| To do |
Copy every line of the material precisely.
----------------------------------------
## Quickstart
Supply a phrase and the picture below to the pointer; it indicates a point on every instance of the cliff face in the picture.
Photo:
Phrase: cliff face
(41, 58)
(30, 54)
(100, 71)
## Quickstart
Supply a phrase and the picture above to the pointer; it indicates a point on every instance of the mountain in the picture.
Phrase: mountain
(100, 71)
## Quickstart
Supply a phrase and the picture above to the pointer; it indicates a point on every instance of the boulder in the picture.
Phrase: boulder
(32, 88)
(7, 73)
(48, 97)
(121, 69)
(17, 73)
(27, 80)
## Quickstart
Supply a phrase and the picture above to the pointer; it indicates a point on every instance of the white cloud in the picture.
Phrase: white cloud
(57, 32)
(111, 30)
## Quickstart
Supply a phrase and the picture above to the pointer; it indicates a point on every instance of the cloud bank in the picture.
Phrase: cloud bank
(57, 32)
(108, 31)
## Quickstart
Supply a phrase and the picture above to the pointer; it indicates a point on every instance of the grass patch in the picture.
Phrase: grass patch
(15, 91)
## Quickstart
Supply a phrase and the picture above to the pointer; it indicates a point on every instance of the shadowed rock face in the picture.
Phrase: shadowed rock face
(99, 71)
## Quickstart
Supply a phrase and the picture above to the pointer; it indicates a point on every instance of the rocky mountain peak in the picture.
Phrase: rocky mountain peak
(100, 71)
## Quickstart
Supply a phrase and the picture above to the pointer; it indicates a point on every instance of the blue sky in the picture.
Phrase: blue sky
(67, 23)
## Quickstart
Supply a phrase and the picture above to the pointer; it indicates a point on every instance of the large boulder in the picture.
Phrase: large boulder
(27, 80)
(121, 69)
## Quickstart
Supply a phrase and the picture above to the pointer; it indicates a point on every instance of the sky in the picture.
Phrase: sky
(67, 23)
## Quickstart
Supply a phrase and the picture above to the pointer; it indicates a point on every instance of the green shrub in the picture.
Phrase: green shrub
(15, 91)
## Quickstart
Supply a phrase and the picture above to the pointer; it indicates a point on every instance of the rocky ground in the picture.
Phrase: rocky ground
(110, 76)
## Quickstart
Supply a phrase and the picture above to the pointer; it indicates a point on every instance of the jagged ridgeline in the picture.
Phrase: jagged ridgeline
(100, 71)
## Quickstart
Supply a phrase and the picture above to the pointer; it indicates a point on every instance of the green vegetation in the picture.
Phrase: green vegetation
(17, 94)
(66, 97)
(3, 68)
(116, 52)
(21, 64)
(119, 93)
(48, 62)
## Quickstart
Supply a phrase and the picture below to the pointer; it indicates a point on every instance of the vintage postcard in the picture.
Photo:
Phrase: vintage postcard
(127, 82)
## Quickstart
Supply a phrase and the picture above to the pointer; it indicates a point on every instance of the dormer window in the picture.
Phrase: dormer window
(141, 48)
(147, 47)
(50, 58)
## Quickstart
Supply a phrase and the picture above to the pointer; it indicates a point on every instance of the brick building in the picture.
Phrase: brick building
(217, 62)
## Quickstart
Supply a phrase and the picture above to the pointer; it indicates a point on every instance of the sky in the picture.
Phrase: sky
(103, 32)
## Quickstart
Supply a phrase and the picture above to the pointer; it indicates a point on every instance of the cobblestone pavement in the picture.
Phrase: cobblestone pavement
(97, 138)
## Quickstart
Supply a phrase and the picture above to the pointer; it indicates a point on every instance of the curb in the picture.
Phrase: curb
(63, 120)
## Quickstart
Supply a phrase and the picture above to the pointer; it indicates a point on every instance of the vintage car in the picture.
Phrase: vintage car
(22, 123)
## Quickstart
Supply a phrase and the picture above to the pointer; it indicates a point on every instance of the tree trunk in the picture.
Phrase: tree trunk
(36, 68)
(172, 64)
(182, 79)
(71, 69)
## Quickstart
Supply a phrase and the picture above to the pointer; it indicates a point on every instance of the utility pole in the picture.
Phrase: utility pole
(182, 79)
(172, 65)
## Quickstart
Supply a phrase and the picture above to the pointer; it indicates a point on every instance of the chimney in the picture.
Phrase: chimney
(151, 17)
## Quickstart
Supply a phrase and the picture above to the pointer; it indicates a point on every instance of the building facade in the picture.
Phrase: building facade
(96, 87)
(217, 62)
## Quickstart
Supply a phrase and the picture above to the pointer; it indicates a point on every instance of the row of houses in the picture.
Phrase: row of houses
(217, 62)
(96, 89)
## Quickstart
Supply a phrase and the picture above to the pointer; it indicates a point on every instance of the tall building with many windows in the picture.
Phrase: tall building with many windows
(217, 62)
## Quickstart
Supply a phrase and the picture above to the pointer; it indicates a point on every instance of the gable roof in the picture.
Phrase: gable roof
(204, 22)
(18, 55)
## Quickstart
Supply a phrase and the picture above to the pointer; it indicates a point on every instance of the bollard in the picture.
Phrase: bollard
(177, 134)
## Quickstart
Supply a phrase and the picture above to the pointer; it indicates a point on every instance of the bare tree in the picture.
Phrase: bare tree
----------------------------------------
| Solved exercise |
## Quickstart
Supply a phrase and the picture below to the pointer; it indicates a point on every instance of the cliff face in the picture.
Photo:
Phrase: cliff face
(41, 58)
(30, 54)
(100, 71)
## Quickstart
Supply a phrase and the picture above to the pointer; it indicates a point on every instance of the mountain in the picture.
Phrase: mountain
(100, 71)
## Quickstart
Supply a phrase and the picture above to the pointer; it indicates a point on every instance of the boulder in the picture.
Phrase: boulder
(32, 88)
(7, 73)
(48, 97)
(121, 69)
(17, 73)
(27, 80)
## Quickstart
Supply a phrase and the picture above to the pointer; it indicates a point on every instance of the white cloud in the picture.
Phrase: white cloud
(57, 32)
(111, 30)
## Quickstart
Supply a phrase and the picture above to the pointer; it indicates a point on every instance of the cloud bank in the picture.
Phrase: cloud bank
(57, 32)
(108, 31)
## Quickstart
Supply a phrase and the picture above to the pointer; it indicates a point on every instance of the grass patch in the picture.
Phrase: grass patch
(15, 91)
## Quickstart
Supply a phrase and the picture above to the pointer; it indicates a point on every instance of the shadowed rock face in the picture.
Phrase: shadowed rock face
(99, 71)
## Quickstart
Supply a phrase and the picture above to the pointer; it indicates a point on every instance of the rocky mountain peak in the picture.
Phrase: rocky mountain peak
(100, 71)
## Quickstart
Supply a phrase and the picture above to the pointer; it indicates a point on every instance of the blue sky in the picture.
Phrase: blue sky
(67, 23)
## Quickstart
Supply a phrase and the picture above to the pointer; it indicates a point on every instance of the large boulder in the picture.
Phrase: large boulder
(27, 80)
(121, 69)
## Quickstart
Supply a phrase and the picture above to the pointer; it indicates a point on every instance of the sky in the picture.
Phrase: sky
(67, 23)
## Quickstart
Supply a phrase and the picture above to the pointer; it indicates a point on every instance of the green shrub in the picture.
Phrase: green shrub
(15, 91)
## Quickstart
Supply a phrase and the picture above to the pointer; it indicates a point on every instance of the rocky ground in the picture.
Phrase: rocky ground
(110, 76)
## Quickstart
Supply a phrase and the picture above to the pointer; it indicates a point on every instance of the jagged ridgeline in the picture.
Phrase: jagged ridgeline
(100, 71)
## Quickstart
Supply a phrase and the picture above to the pointer; it indicates a point on every instance of the green vegetation in the picture.
Phrase: green vegetation
(17, 94)
(66, 97)
(3, 68)
(116, 52)
(21, 64)
(119, 93)
(48, 62)
## Quickstart
Supply a phrase and the picture below to the pointer; it indicates a point on every instance of the vintage postcard in the picture.
Photo:
Phrase: vintage postcard
(127, 82)
## Quickstart
Supply a phrase and the picture above to the pointer; it indicates a point on every instance of the dormer window in the picture.
Phrase: dormer window
(141, 48)
(147, 47)
(50, 58)
## Quickstart
Supply a phrase and the picture above to the pointer; it indicates a point on every instance of the brick building in the picture.
Phrase: brick building
(217, 62)
## Quickstart
Supply a phrase and the picture above to the pointer; it indicates a point on every instance of the sky in the picture.
Phrase: sky
(103, 32)
## Quickstart
Supply a phrase and the picture above to the pointer; it indicates a point on every instance of the cobblestone pavement in the picture.
Phrase: cobblestone pavement
(97, 138)
## Quickstart
Supply a phrase and the picture above to the pointer; it indicates a point on every instance of the curb in the picture.
Phrase: curb
(63, 120)
## Quickstart
Supply a phrase and the picture above to the pointer; it indicates a point on every instance of the vintage car in the picture.
Phrase: vintage car
(22, 123)
## Quickstart
Supply a phrase and the picture above to the pointer; it indicates a point on every instance of the tree trunk in the picture.
Phrase: tree trunk
(36, 68)
(172, 64)
(182, 79)
(71, 69)
## Quickstart
Supply a phrase and the picture above to the pointer; it indicates a point on every instance of the utility pole in the picture.
Phrase: utility pole
(182, 79)
(172, 65)
## Quickstart
Supply a phrase and the picture above to the pointer; it indicates a point on every instance of the chimney in the picture.
Phrase: chimney
(151, 17)
## Quickstart
Supply a phrase and the picture above to the pointer; it indicates a point on every instance of the building facade in the picture.
Phrase: building facade
(96, 87)
(217, 62)
## Quickstart
Supply a phrase and the picture above to the pointer; it indicates a point on every instance of the row of houses in the picture.
Phrase: row of houses
(217, 62)
(96, 89)
## Quickstart
Supply a phrase and the picture above to the pointer; it indicates a point on every instance of the tall building with many windows in the picture.
Phrase: tall building with many windows
(217, 62)
## Quickstart
Supply a phrase and the picture above to the pointer; it indicates a point on every instance of the gable roof in the picture.
Phrase: gable roof
(204, 22)
(18, 55)
## Quickstart
Supply a phrase and the picture above to the pointer; it indicates a point on every instance of the bollard in the picture.
Phrase: bollard
(177, 134)
## Quickstart
Supply a phrase and the picture above to the pointer; it indicates a point on every instance of the bare tree in the picture.
Phrase: bare tree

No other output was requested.